_EXTRACTO DE PÁGINA:_

━━━━━━━━━━━━━━━━

Las palabras más escalofriantes –y oportunas– de El cuento de la criada, la novela de Margaret Atwood (1939) publicada en 1985, aparecen cerca del principio. Defred y Deglen caminan a lo largo del Muro, un elemento del paisaje que en el pasado perteneció a una famosa universidad de Cambridge, en Massachusetts, y ahora utilizan los gobernantes de Gilead para exhibir los cuerpos de los ejecutados por traición. Mientras mira los nuevos cadáveres que cuelgan junto a él, Defred recuerda las inquietantes palabras de Tía Lydia: “Lo normal es aquello a lo que te acostumbras”.
¿Cómo se convirtió Estados Unidos en el Estado totalitario de Gilead, un lugar en el que las mujeres son tratadas como “vientres con piernas”, cuyos habitantes no blancos y no creyentes (es decir, cualquiera que no acepte el extremismo fundamentalista de Gilead) son desplazados, exiliados, o se les hace desaparecer? Como recuerda Defred, todo empezó antes de que los ciudadanos corrientes como ella prestasen atención.
En Los testamentos, la absorbente secuela de El cuento de la criada –en la que la acción sucede una década y media más tarde–, Defred hace tan solo una brevísima aparición para pronunciar apenas tres frases. No obstante, en Gilead ha alcanzado una condición casi mítica al haber sido declarada terrorista y enemiga del Estado. El régimen ya ha intentado asesinarla al menos dos veces, y ha convertido a Nicole, la hija que Defred pasó ilegalmente a Canadá, en el paradigma de la mártir.

━━━━━━━━━━━━━━━━

_DATOS GUARDADOS:_
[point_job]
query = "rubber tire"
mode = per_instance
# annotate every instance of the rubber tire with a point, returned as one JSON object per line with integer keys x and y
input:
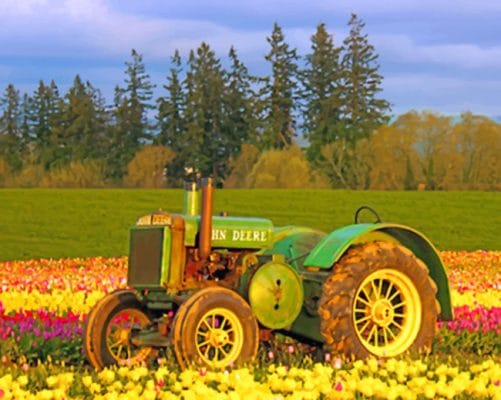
{"x": 339, "y": 291}
{"x": 97, "y": 323}
{"x": 190, "y": 313}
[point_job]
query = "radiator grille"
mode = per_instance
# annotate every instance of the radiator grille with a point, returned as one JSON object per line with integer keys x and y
{"x": 145, "y": 257}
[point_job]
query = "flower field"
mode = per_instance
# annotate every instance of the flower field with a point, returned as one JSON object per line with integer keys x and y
{"x": 44, "y": 303}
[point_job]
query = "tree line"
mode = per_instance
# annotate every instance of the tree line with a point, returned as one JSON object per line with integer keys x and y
{"x": 317, "y": 120}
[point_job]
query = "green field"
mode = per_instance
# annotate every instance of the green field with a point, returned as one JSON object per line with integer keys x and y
{"x": 50, "y": 223}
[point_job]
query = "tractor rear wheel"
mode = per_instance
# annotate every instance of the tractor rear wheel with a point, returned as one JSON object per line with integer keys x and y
{"x": 108, "y": 331}
{"x": 215, "y": 328}
{"x": 379, "y": 300}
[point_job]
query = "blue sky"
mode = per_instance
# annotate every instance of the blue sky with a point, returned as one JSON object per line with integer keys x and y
{"x": 435, "y": 55}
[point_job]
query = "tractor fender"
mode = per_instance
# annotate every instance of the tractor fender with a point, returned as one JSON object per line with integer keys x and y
{"x": 332, "y": 247}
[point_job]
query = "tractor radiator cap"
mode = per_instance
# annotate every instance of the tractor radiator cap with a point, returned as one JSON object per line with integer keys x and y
{"x": 276, "y": 295}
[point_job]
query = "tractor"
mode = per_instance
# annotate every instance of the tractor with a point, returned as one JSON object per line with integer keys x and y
{"x": 211, "y": 287}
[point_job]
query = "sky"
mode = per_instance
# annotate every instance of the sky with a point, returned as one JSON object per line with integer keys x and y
{"x": 437, "y": 55}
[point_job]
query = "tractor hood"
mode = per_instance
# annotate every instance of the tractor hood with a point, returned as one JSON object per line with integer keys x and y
{"x": 232, "y": 232}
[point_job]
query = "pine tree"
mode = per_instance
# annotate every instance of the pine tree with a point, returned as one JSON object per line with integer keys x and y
{"x": 240, "y": 108}
{"x": 130, "y": 129}
{"x": 171, "y": 108}
{"x": 45, "y": 114}
{"x": 80, "y": 134}
{"x": 11, "y": 144}
{"x": 280, "y": 93}
{"x": 205, "y": 149}
{"x": 322, "y": 83}
{"x": 363, "y": 110}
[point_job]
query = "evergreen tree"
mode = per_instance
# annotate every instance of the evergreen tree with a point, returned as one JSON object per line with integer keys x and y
{"x": 171, "y": 108}
{"x": 363, "y": 110}
{"x": 11, "y": 144}
{"x": 205, "y": 148}
{"x": 45, "y": 114}
{"x": 280, "y": 93}
{"x": 80, "y": 134}
{"x": 322, "y": 83}
{"x": 130, "y": 129}
{"x": 240, "y": 105}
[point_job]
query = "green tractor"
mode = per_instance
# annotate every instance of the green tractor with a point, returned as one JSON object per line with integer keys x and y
{"x": 210, "y": 287}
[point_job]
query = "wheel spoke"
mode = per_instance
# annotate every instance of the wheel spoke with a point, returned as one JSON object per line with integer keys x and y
{"x": 402, "y": 303}
{"x": 362, "y": 300}
{"x": 225, "y": 354}
{"x": 367, "y": 295}
{"x": 396, "y": 324}
{"x": 390, "y": 331}
{"x": 202, "y": 344}
{"x": 113, "y": 345}
{"x": 388, "y": 290}
{"x": 370, "y": 333}
{"x": 385, "y": 336}
{"x": 394, "y": 295}
{"x": 207, "y": 325}
{"x": 359, "y": 320}
{"x": 374, "y": 290}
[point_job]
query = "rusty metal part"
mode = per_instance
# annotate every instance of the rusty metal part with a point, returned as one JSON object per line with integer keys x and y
{"x": 204, "y": 244}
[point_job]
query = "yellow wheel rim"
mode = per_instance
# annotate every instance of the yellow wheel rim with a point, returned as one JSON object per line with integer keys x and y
{"x": 387, "y": 313}
{"x": 219, "y": 337}
{"x": 118, "y": 337}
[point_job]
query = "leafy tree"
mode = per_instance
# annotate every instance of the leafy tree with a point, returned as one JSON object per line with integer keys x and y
{"x": 241, "y": 166}
{"x": 280, "y": 93}
{"x": 76, "y": 174}
{"x": 396, "y": 163}
{"x": 345, "y": 166}
{"x": 322, "y": 83}
{"x": 282, "y": 168}
{"x": 130, "y": 128}
{"x": 477, "y": 142}
{"x": 148, "y": 168}
{"x": 363, "y": 110}
{"x": 11, "y": 144}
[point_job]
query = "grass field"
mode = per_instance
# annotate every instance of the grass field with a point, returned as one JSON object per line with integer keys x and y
{"x": 38, "y": 223}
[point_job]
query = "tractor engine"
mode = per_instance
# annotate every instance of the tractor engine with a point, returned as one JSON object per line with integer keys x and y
{"x": 194, "y": 249}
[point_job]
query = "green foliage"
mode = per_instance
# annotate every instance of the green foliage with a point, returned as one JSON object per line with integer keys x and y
{"x": 280, "y": 93}
{"x": 241, "y": 167}
{"x": 11, "y": 144}
{"x": 76, "y": 174}
{"x": 322, "y": 82}
{"x": 363, "y": 111}
{"x": 286, "y": 168}
{"x": 40, "y": 223}
{"x": 130, "y": 126}
{"x": 80, "y": 135}
{"x": 148, "y": 167}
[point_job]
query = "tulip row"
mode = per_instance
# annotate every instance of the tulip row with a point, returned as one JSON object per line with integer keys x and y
{"x": 391, "y": 379}
{"x": 467, "y": 271}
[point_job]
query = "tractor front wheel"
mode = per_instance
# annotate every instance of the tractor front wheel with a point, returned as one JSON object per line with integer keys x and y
{"x": 108, "y": 330}
{"x": 379, "y": 300}
{"x": 215, "y": 328}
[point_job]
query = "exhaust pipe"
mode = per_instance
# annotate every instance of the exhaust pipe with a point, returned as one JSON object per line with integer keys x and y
{"x": 205, "y": 236}
{"x": 191, "y": 203}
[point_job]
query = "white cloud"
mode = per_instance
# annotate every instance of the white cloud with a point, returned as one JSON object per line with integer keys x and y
{"x": 462, "y": 55}
{"x": 447, "y": 94}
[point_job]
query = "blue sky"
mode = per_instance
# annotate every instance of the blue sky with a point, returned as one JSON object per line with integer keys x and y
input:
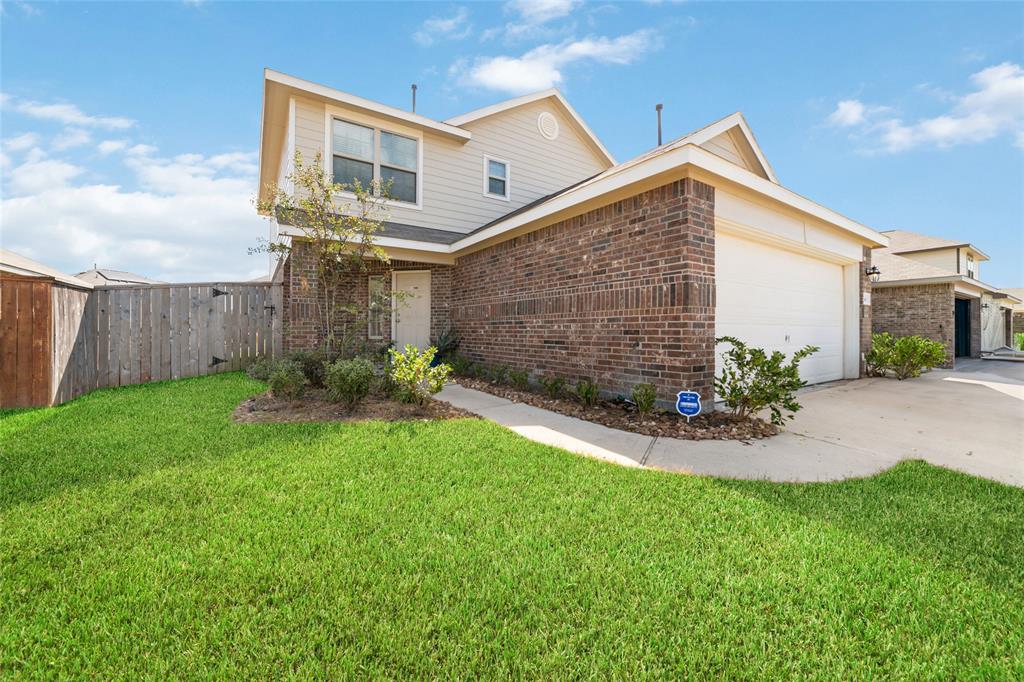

━━━━━━━━━━━━━━━━

_QUÉ HACER:_
- A) Transcribe literalmente el texto sobre El cuento de la criada desde "En Los testamentos, la" hasta "de la mártir.".
- B) Contesta estas preguntas con los datos del texto sobre El cuento de la criada:
(i) ¿En qué año se publicó El cuento de la criada?
(ii) ¿Cuánto tiempo después de El cuento de la criada transcurre la acción de Los testamentos?
(iii) ¿A qué país pasó Defred ilegalmente a su hija Nicole?
Las filas no intervienen en nada de esto.

_RESPUESTAS RESUELTAS:_
- A)
En Los testamentos, la absorbente secuela de El cuento de la criada –en la que la acción sucede una década y media más tarde–, Defred hace tan solo una brevísima aparición para pronunciar apenas tres frases. No obstante, en Gilead ha alcanzado una condición casi mítica al haber sido declarada terrorista y enemiga del Estado. El régimen ya ha intentado asesinarla al menos dos veces, y ha convertido a Nicole, la hija que Defred pasó ilegalmente a Canadá, en el paradigma de la mártir.

- B)
(i) En 1985.
(ii) Una década y media más tarde.
(iii) A Canadá.